• STATED PROBLEM
Copy out the items below with "instance" swapped for "object" everywhere it appears, leaving all other text unchanged.

....

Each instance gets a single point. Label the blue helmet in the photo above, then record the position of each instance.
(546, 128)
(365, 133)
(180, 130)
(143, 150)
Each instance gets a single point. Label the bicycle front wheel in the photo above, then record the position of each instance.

....

• EXERCISE RESULT
Each object gets a single point. Label the blue helmet in the photo above, then record the position of each object.
(546, 128)
(365, 133)
(180, 130)
(143, 150)
Each object gets a single point. Label the bicycle front wheel in the photo above, then record the position of each object.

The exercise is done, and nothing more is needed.